▶ [EXERCISE GOAL]:
Each record is to be given again without alteration.

>>>

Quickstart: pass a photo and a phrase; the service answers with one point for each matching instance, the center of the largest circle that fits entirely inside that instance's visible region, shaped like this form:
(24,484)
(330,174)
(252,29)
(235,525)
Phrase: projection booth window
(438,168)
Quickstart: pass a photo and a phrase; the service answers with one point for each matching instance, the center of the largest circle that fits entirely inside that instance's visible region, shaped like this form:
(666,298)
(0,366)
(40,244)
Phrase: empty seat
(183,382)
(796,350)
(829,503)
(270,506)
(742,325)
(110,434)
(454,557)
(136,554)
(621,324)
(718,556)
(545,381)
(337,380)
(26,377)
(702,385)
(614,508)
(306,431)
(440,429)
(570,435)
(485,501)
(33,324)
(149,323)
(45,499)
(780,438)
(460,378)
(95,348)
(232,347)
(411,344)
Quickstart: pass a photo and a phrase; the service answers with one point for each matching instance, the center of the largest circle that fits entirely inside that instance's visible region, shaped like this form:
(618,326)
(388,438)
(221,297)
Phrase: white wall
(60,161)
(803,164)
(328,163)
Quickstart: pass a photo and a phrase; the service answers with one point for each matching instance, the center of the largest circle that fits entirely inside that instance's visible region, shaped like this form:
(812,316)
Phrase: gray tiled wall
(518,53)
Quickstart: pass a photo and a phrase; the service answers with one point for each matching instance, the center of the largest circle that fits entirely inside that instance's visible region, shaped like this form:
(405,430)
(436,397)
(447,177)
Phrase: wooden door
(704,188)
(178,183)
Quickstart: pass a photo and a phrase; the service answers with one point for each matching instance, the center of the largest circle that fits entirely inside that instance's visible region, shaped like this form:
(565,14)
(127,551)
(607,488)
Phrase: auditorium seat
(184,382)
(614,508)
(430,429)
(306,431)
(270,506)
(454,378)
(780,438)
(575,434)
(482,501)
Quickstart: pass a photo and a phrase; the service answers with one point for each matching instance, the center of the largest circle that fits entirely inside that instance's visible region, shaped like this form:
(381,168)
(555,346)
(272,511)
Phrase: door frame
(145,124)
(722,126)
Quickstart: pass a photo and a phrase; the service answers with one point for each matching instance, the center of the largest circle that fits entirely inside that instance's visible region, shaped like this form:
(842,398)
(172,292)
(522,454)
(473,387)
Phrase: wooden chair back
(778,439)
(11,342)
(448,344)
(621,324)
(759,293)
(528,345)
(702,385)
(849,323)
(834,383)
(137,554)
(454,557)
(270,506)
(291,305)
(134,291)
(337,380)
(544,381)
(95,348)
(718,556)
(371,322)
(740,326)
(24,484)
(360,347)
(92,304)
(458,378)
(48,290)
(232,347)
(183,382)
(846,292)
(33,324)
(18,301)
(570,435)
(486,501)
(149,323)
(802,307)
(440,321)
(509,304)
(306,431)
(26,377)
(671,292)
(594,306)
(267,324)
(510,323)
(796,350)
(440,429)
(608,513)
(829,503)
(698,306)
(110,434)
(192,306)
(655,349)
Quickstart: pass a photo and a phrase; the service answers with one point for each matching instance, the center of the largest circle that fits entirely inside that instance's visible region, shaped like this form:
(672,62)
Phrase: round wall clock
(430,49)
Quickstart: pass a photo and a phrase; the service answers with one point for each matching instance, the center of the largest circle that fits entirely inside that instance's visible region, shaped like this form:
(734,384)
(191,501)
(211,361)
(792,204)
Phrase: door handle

<<<

▶ [OUTPUT OF THE EXERCISE]:
Quickstart: pass a photo and a phrase; the service answers with one point for each matching instance, the center of the largest circle that fits entirely inside that instance's visible region, shaped like this form:
(24,484)
(330,174)
(252,29)
(235,525)
Phrase: projection booth window
(438,168)
Quickstart: pass a photo and a phrase; the service answers with one point for each matching instance, the center of the largest circle that fits entirely inside that instance's visible region, shaped like this form:
(666,298)
(0,366)
(40,244)
Phrase: empty seat
(183,382)
(796,350)
(829,503)
(270,506)
(742,325)
(110,434)
(454,557)
(136,554)
(621,324)
(718,556)
(545,381)
(337,380)
(26,377)
(702,385)
(614,508)
(306,431)
(440,429)
(570,435)
(485,501)
(33,324)
(149,323)
(45,499)
(780,438)
(460,378)
(95,348)
(232,347)
(411,344)
Quickstart: pass a photo and a phrase; the service answers with one point for each matching instance, the center of the largest circle that fits entirely inside that instance's visible region, shaped like this form:
(618,326)
(388,438)
(221,297)
Phrase: white wall
(60,161)
(803,164)
(328,163)
Quickstart: pass a photo and a phrase; the service answers with one point for each matching instance, the center of the largest circle that fits entirely inside that instance's visible region, shaped like this form:
(812,316)
Phrase: gray tiled wall
(518,53)
Quickstart: pass a photo and a phrase; the service answers with one point for each matching instance, the center of the largest circle that fits entirely inside that instance's visible region, shaped like this form:
(405,430)
(436,397)
(447,177)
Phrase: wooden door
(704,188)
(178,183)
Quickstart: pass a photo and a phrase; the service answers with one point for each matching instance, the center of the largest circle that fits entirely inside that instance's visible region, shaped like this form:
(565,14)
(127,551)
(607,488)
Phrase: auditorium seat
(184,382)
(614,508)
(430,429)
(306,431)
(270,506)
(454,378)
(780,438)
(575,434)
(482,501)
Quickstart: pass a photo and a phrase; the service answers with one point for each matching instance, the center of the largest circle that fits entirely inside that instance's visible region, shaped like this form:
(381,168)
(555,346)
(272,511)
Phrase: door frame
(145,124)
(722,126)
Quickstart: pass a photo and a phrase; the service answers with one point for each matching instance, the center of the largest circle that fits entirely inside that instance's visible region, shaped like this form:
(842,398)
(172,292)
(522,454)
(473,387)
Phrase: wooden chair back
(778,439)
(11,342)
(448,344)
(621,324)
(759,293)
(528,345)
(702,385)
(849,323)
(834,383)
(137,554)
(454,557)
(270,506)
(291,305)
(134,291)
(337,380)
(544,381)
(95,348)
(718,556)
(371,322)
(740,326)
(24,484)
(360,347)
(92,304)
(458,378)
(48,290)
(232,347)
(183,382)
(846,292)
(33,324)
(18,301)
(570,435)
(486,501)
(149,323)
(802,307)
(440,321)
(509,304)
(306,431)
(26,377)
(671,292)
(594,306)
(267,324)
(510,323)
(796,350)
(440,429)
(608,513)
(829,503)
(698,306)
(110,434)
(192,306)
(655,349)
Quickstart: pass a photo and a phrase; the service answers with one point for each matching instance, the center of the largest circle that fits entirely inside that instance's visible region, shaped like this form:
(672,62)
Phrase: round wall clock
(430,49)
Quickstart: pass a photo and a phrase; the service answers with one point for each matching instance, the center of the largest circle that fits entirely inside that instance's visible region, shaped like this form:
(734,384)
(191,501)
(211,361)
(792,204)
Phrase: door handle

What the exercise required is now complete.